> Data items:
▬▬▬
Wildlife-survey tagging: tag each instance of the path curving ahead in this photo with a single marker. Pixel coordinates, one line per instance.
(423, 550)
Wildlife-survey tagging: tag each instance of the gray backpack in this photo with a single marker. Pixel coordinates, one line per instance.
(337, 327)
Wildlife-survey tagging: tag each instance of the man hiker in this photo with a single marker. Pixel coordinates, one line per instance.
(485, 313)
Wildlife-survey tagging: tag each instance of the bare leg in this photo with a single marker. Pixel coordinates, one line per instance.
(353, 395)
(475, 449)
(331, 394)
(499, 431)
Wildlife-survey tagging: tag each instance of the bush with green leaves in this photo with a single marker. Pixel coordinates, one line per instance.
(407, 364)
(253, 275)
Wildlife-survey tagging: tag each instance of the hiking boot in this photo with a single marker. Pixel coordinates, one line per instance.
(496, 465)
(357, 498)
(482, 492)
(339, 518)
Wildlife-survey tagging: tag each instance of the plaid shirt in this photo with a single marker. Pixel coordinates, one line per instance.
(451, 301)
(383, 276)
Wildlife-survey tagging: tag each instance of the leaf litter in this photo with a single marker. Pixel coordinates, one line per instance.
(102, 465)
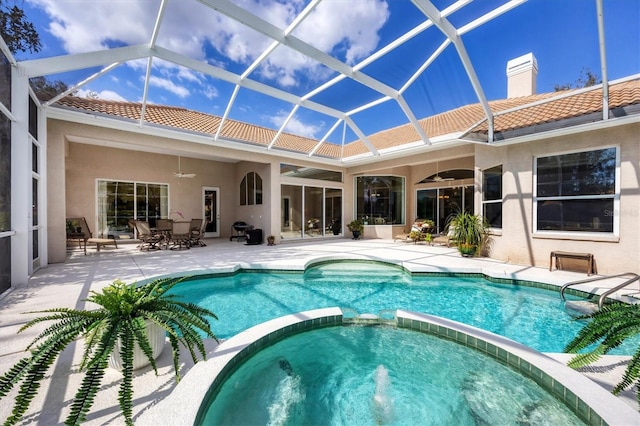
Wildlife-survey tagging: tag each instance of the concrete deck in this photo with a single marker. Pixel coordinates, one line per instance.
(66, 285)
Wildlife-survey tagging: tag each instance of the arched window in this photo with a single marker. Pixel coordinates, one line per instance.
▬▬▬
> TASK INSTRUCTIONS: Only the lines from the one that holds "Wildlife-survey tagging: tag each instance of the hiking" through the end of the records above should be printed again, exactly as they are. Leave out the pictures.

> ANSWER IN FULL:
Wildlife-survey tagging: tag each instance of the hiking boot in this photo with a single marker. Pixel coordinates, one line per instance.
(496, 465)
(357, 498)
(482, 492)
(339, 518)
Wildlife-survey tagging: tag each instance of the plaid shirt in this photo with a single marker. Pixel coordinates, one line per instance.
(451, 301)
(383, 276)
Wildlife-survey tagging: tag each instance of the leaf litter in this photo with a single marker. Pixel coordinates, one line per instance.
(102, 465)
Wildlife-survey tagging: tag each instance of the concrete deck in this photo with a single marker. Pixel coordinates, one line per instance.
(66, 285)
Wildlife-survey tagging: tag each instance of the arched window in this photo with a single marker. Pixel coordinates, one line per instance.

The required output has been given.